Refer to caption — Figure 1: Comparison of anomaly datasets: The left column represents a variety of industrial and other hyperspectral anomaly detection (AD) datasets, including MV-Tec, ABU-Airport, and Cri Image Hyperion dataset of Viareggio. The right column displays the Agri-Vision Challenge Dataset, highlighting agricultural anomalies such as Weed Clusters, Water stress, and Nutrient Deficiency. This illustrates the complexity of agricultural anomalies, showcasing their large inter-class and intra-class variations and their occurrence at multiple scales, as opposed to more uniform and scale-consistent anomalies found in industrial datasets.

In precision agriculture, Unmanned Aerial Vehicles (UAVs) have emerged as a pivotal tool for monitoring agricultural landscapes efficiently. UAVs provide much higher resolution images compared to satellite images, thus capturing fine grained details on the agricultural fields. Accurate anomaly detection in UAV images is crucial for the early identification of potential issues such as pest infestations, diseases, and nutrient deficiencies. The dynamic and diverse nature of agricultural fields further compounds the challenge, as anomalies can vary greatly in appearance due to factors such as crop type, growth stage, and environmental conditions as compared to other anomaly detection settings, compared in Figure 1. Thus, there is a need for a completely label free approach to training anomaly detection models so that it can be applied across different crops for different kinds of anomalies. Traditionally, supervised learning methods have been used for anomaly detection systems [21, 11, 4, 2]. These methods are inherently limited by their dependence on large sets of annotated data, which are labor-intensive to create and may not capture the full spectrum of possible anomalies. Even in case of unsupervised and self supervised methods [6, 30, 29, 15, 12] where explicit anomaly labels are not used, there is a dependence on using only “normal” data for training thus making it necessary for a user to curate normal data that does not contain any types of anomalies.
* * * * *
--- PROBLEMS TO SOLVE ---
[A] In the text on agricultural anomaly detection, what advantage do UAV images have over satellite images?
[B] Rewrite the paragraph of the text on agricultural anomaly detection that begins "In precision agriculture, Unmanned Aerial Vehicles" as a bulleted list that keeps its main facts.
[C] Continue the text on agricultural anomaly detection from where it stops.

--- Stored data entries ---
* * * * *
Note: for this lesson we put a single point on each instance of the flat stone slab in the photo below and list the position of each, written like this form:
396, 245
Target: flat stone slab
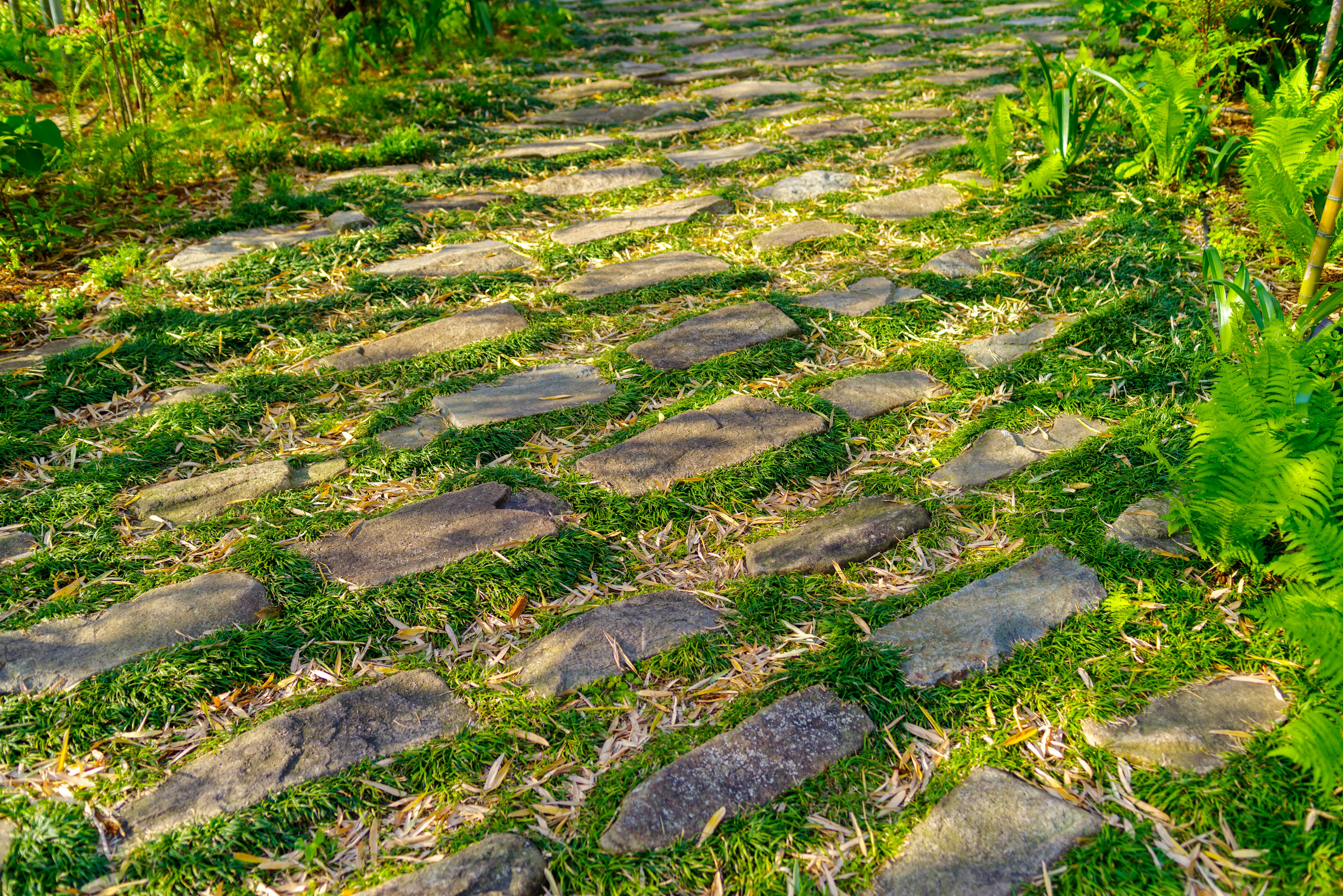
992, 833
696, 443
813, 132
1141, 526
1188, 729
399, 712
550, 387
789, 742
661, 215
496, 866
851, 535
975, 628
800, 231
1001, 349
916, 148
861, 298
480, 257
867, 397
442, 335
596, 182
713, 334
907, 203
640, 273
581, 652
806, 186
718, 158
203, 497
999, 453
425, 535
61, 653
* * * * *
--- ANSWERS BELOW ---
[A] UAVs provide much higher resolution images, capturing fine-grained details on agricultural fields.

[B]
- UAVs are a key tool in precision agriculture for efficiently monitoring farmland, and they give much higher resolution images than satellites.
- Accurate anomaly detection in UAV images is crucial for spotting problems such as pest infestations, diseases, and nutrient deficiencies early.
- Agricultural anomalies vary greatly in appearance with crop type, growth stage, and environmental conditions, more than in other anomaly detection settings.
- A completely label-free way to train anomaly detection models is therefore needed so it can be applied across different crops and kinds of anomalies.
- Supervised methods depend on large annotated datasets, which take much labor to create and may not cover every possible anomaly.
- Unsupervised and self-supervised methods avoid anomaly labels but still train only on "normal" data, so a user must curate data free of any anomalies.

[C]
To leverage self-supervised learning through masked image modeling, we utilize Masked Auto-encoders (MAE) [9] to effectively learn normal features from unlabeled image samples. This “normality” then facilitates the detection of anomalies through higher reconstruction errors for patches containing anomalies. Incorporating a Swin Transformer-based Masked Autoencoder [7] enables our model to learn both local and global features, ensuring robust detection across a wide range of anomaly types. Our work introduces an approach that also learns to detect anomalies with abnormal samples within the training data. This inclusion allows users to simplify their data collection pipeline by removing the need to curate “normal” data. This enables the identification of a wide array of anomalies without training multiple models for detecting different anomalies (by removing anomalies of a particular type from the data). The effectiveness of our approach is demonstrated through extensive evaluation on the Agriculture-Vision Challenge dataset [5], showcasing significant improvement of 6.3% in mean Intersection over Union (mIOU) score and generalization across all the given anomaly classes.

2 Related Work

The Agriculture-Vision dataset[5] provides multispectral aerial images for fields at 10cm/pix resolution along with annotations for anomalies of 9 types - drydown, planet skip, water, weed cluster, nutrient deficiency, endrow, double plant, waterway, and, storm damage. Unlike other datasets that may include hyperspectral and multispectral data for general land cover classification [10] or crop type identification [23], Agriculture-Vision specifically targets the semantic segmentation of agricultural patterns for recognizing various field anomaly patterns crucial to farmers.

Supervised image segmentation approaches like FusePN [11] and AAFormer [21] have demonstrated competitive performance on detecting anomalies in UAV images. AAFormer uses a transformer based architecture. FusePN[11] uses a multimodal fusion approach fusing RGB and NIR bands of the image along in an encoder-decoder style architecture with additional modifications for inference efficiency. The limitations of supervised methods have steered research towards unsupervised and self-supervised learning approaches, where the focus shifts to learning from unlabeled data.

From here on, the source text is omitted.